What you will do —
1. Sum up the forum thread on computer password programs in two sentences.
2. Continue the forum thread on computer password programs, starting after the final header.

Source text —
>>>

# Computer Password Programs?



## Mike_WI (Feb 26, 2009)

*What computer password programs do people use?*

I was thinking of using Norton IS, but I'm not sure I want to be tethered to Norton forever.
I'm sure many are like me and need to rotate passwords at some frequency for work or are logged on to many sites and access from different computers (home, work, laptop, road...).

Thoughts?

Mike

-----------------------------------------
*Computer Password Programs*
*Updated: *1-19-11

1password pro
KeePass Password Safe
Norton
Roboform


----------



## dawgfan (Jul 3, 2008)

Keepass


----------



## Mike_WI (Feb 26, 2009)

*KeePass Password Safe*



dawgfan said:


> Keepass


Thanks, my brother showed me that last night, but I forgot the name.

*KeePass Password Safe*
Link



> *What is KeePass?*
> Today you need to remember many passwords. You need a password for the Windows network logon, your e-mail account, your website's FTP password, online passwords (like website member account), etc. etc. etc. The list is endless. Also, you should use different passwords for each account. Because if you use only one password everywhere and someone gets this password you have a problem... A serious problem. The thief would have access to your e-mail account, website, etc. Unimaginable.
> 
> KeePass is a free open source password manager, which helps you to manage your passwords in a secure way. You can put all your passwords in one database, which is locked with one master key or a key file. So you only have to remember one single master password or select the key file to unlock the whole database. The databases are encrypted using the best and most secure encryption algorithms currently known (AES and Twofish). For more information, see the features page.
> ...


----------



## dawgfan (Jul 3, 2008)

The Security Manager where I work told me about it. It's considered top notch in the field.


----------



## Mike_WI (Feb 26, 2009)

dawgfan said:


> The Security Manager where I work told me about it. It's considered top notch in the field.


Do you use any of the plugins?

Mike


----------



## dawgfan (Jul 3, 2008)

Nope. Wasn't even aware of them, but I'll check them out. Thanks.


----------



## Mike_WI (Feb 26, 2009)

dawgfan said:


> The Security Manager where I work told me about it. It's considered top notch in the field.


My brother is in IT and showed me this yesterday.
I'll also ask him about plugins...

Mike


----------



## Rijax (Jul 20, 2006)

<<<

Supplied information —
>>>

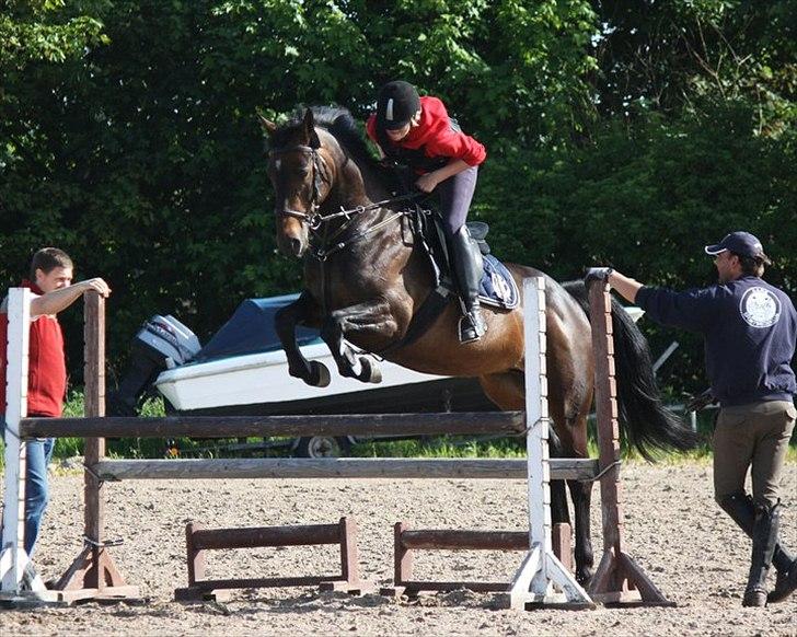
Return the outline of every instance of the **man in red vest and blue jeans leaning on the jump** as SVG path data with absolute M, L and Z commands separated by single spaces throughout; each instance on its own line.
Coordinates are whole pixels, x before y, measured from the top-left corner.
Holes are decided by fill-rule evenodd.
M 63 356 L 63 334 L 56 316 L 88 290 L 103 297 L 111 288 L 101 278 L 72 283 L 72 259 L 57 247 L 44 247 L 33 255 L 31 279 L 22 287 L 35 294 L 31 301 L 31 336 L 28 345 L 27 415 L 58 418 L 63 410 L 67 391 L 67 364 Z M 5 368 L 8 364 L 8 297 L 0 304 L 0 405 L 5 401 Z M 47 465 L 53 455 L 53 438 L 27 441 L 25 471 L 25 553 L 33 554 L 47 508 L 49 489 Z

<<<

Outputs in order —
1. The original poster asks which computer password programs people use, hesitating to stay tied to Norton forever and needing to rotate passwords and log on to many sites from different computers. Another member recommends KeePass, a free open source password manager that keeps all passwords in one encrypted database unlocked by a single master password or key file, and reports that the Security Manager at that member's workplace considers it top notch, though the member was not aware of its plugins.

2.
Mike I have been using Roboform for years and have been very happy with it. It is very comprehensive and not difficult to use once you get used to it. If you buy a Roboform desktop pro license ($29.95), you get all upgrades free and will never have to pay again. if you wish to use the Roboform everywhere version (storing your passwords online) it will cost $9.95 per year.

Whenever I go to a site which requires a password, Roboform pops up and with one click I can fill the username, password and submit. I has a password generator which I find very helpful for creating very secure passwords.


----------



## TWISM (May 13, 2009)

I used 1password pro. It syncs to my Mac, iPhone, iPad. Been great for me.


----------



## Mike_WI (Feb 26, 2009)

*1password pro*



TWISM said:


> I used 1password pro.
> It syncs to my Mac, iPhone, iPad. Been great for me.


Thanks.
I added to the post #1 list:
1password pro
KeePass Password Safe
Norton
Roboform


Mike


----------



## gwilks98 (May 3, 2008)

I use Keepass.


----------



## phillihp23 (Mar 14, 2012)

I use Norton.


----------



## iconrl (Jul 30, 2010)

Does anyone use LastPass? It looks pretty good too.


----------



## pharoah (Jul 21, 2012)

i have never cared for such programs myself.i see them as a security risk.you should make passwords long.something like your moms name,and one of your kids birth dates.something easy for you to remember,but long.also should contain numbers and letter.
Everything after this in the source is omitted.